# SOURCE DOCUMENT
--- Start ---
# ******** help please



## dakota (Feb 6, 2007)

On ** when i comment on peoples status' and activity etc it doesnt show my name, just ******** user. I havent touched any of my setings unless accidently without realising

Does anyone know how to fix please?

xx

EDIT: have asked this on my status and it disappeared   and now wont let me ask it, but has let me write something else


----------



## ❣Audrey (Aug 22, 2008)

Very weird! I know sometimes in my friends it shows a ******** user and I wonder who it is! xxx


----------



## Caz (Jul 21, 2002)

There's one person who comes up and ******** user on my status a lot. It's only started happening since **  changed their privacy settings/policy so might be related to that. Probably worth going through oyurs and seeing if it's all set how you want it. 
Other than that I think it's just one of those lovely ** "features" 

C~x


----------



## Siobhan1 (Jun 24, 2004)

If you haven't checked your privacy settings lately I would definitely look there as ** changed them so everyone could see most things...I was recently able to look at photos of complete strangers (ie, friends of friends) just by clicking on their name.


----------



## ❣Audrey (Aug 22, 2008)

Grrr it annoyed me when they did this as my brother was able to access pictures of his children I had put in an album for their mum and kept making them his profile picture -  he isn't on my friends and I only had them set to friends so just she could see them - long story short he is a drug addict and alcoholic and gave up his rights to his children 18 months ago when he chose drugs over them - so I complained to ********! xxx


----------



## dakota (Feb 6, 2007)

Have checked all my settings, and they are all set to only friends.

After speaking  to different friends, it seems its not everyone, only a few different people so im wondering wether its there settings?

Oh well still non the wiser


----------



## freespirit. (Nov 24, 2004)

How do you know if someone has set their settings to only show you a limited profile ?
Does it say somewhere ? What wouldn't you see if this was the case ? Anyone know ?


----------



## freespirit. (Nov 24, 2004)

Ahh come on someone must be able to answer my question


----------



## dakota (Feb 6, 2007)

I have clicked on afriends profile and it comes up like it does when u add them (ie just a few certain bits of info) so cant view there wall, photos, basically anything  

Also my brother has his profile set so no one can write on his wall, or tag him in photos


----------
--- End ---
# EXERCISE GOAL
Do these statements agree with the thread? Answer yes or no for each and quote the words from the thread that decide it.
1. dakota found all settings set to only friends.
2. Audrey's brother was on Audrey's friends list.
3. dakota's brother allows anyone to write on his wall.
Rely only on the thread.

# MATERIAL SHOWN
--- Start ---
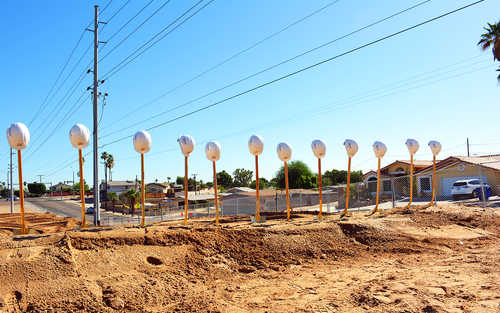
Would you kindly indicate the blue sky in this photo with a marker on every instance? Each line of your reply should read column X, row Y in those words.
column 428, row 83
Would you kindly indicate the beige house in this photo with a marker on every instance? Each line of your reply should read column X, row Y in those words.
column 157, row 188
column 454, row 168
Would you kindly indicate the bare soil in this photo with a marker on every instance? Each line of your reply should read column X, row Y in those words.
column 427, row 259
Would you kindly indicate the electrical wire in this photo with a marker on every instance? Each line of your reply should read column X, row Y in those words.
column 127, row 23
column 109, row 74
column 134, row 30
column 227, row 60
column 45, row 102
column 299, row 71
column 253, row 75
column 42, row 107
column 311, row 67
column 53, row 131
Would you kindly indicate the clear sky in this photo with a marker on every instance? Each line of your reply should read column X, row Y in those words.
column 428, row 83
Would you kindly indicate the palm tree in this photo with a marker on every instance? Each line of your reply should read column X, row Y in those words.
column 111, row 163
column 104, row 157
column 113, row 196
column 132, row 196
column 78, row 173
column 491, row 39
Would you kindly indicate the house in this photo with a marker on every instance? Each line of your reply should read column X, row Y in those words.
column 157, row 188
column 239, row 190
column 454, row 168
column 119, row 186
column 399, row 168
column 269, row 199
column 59, row 187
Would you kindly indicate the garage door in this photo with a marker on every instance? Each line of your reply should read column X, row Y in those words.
column 447, row 182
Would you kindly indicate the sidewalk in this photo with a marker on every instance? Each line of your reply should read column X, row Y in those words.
column 5, row 207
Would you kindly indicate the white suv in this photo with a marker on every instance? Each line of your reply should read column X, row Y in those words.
column 462, row 188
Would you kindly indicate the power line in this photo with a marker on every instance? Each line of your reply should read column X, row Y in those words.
column 302, row 116
column 108, row 75
column 248, row 77
column 300, row 71
column 127, row 23
column 134, row 29
column 42, row 107
column 54, row 130
column 350, row 51
column 45, row 102
column 227, row 60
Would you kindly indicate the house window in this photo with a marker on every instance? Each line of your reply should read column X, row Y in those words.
column 386, row 185
column 425, row 184
column 372, row 184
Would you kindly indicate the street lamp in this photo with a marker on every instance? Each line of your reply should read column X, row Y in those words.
column 79, row 135
column 186, row 143
column 256, row 147
column 412, row 146
column 212, row 150
column 380, row 149
column 351, row 147
column 18, row 137
column 435, row 148
column 319, row 149
column 142, row 144
column 285, row 154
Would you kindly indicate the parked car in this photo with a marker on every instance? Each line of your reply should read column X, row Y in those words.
column 467, row 188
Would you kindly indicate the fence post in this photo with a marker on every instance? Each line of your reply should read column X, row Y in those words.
column 357, row 187
column 328, row 199
column 480, row 168
column 300, row 196
column 393, row 194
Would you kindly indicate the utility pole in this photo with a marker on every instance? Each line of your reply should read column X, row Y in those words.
column 11, row 185
column 194, row 175
column 97, row 212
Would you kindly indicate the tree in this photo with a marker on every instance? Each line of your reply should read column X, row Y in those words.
column 224, row 179
column 299, row 176
column 131, row 196
column 242, row 177
column 356, row 176
column 325, row 181
column 83, row 162
column 340, row 177
column 491, row 39
column 113, row 196
column 85, row 186
column 110, row 162
column 104, row 157
column 262, row 184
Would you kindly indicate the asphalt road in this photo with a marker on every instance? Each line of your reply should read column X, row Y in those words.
column 65, row 208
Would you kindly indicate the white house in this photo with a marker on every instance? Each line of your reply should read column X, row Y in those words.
column 119, row 186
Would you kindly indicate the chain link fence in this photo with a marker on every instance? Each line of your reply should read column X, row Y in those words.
column 455, row 182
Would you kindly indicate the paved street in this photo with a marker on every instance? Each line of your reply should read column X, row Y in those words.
column 66, row 208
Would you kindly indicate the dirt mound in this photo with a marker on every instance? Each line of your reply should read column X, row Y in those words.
column 46, row 223
column 436, row 259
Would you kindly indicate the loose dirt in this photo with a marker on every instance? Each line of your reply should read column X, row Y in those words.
column 427, row 259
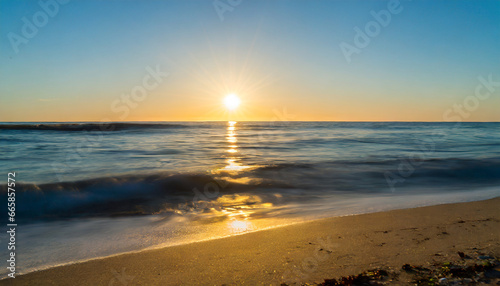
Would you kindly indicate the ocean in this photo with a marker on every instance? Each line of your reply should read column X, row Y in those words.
column 90, row 190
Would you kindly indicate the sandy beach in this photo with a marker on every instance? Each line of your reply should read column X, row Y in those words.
column 302, row 253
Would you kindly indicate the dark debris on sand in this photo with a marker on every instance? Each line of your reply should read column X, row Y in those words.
column 482, row 270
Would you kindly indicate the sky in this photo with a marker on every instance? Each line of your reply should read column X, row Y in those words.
column 285, row 60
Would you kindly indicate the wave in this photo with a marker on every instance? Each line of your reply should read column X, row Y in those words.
column 145, row 194
column 105, row 127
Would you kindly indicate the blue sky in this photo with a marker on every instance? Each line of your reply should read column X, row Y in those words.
column 273, row 54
--- End ---
# EXERCISE SOLUTION
1. Yes: "Have checked all my settings, and they are all set to only friends."
2. No: "he isn't on my friends"
3. No: "my brother has his profile set so no one can write on his wall"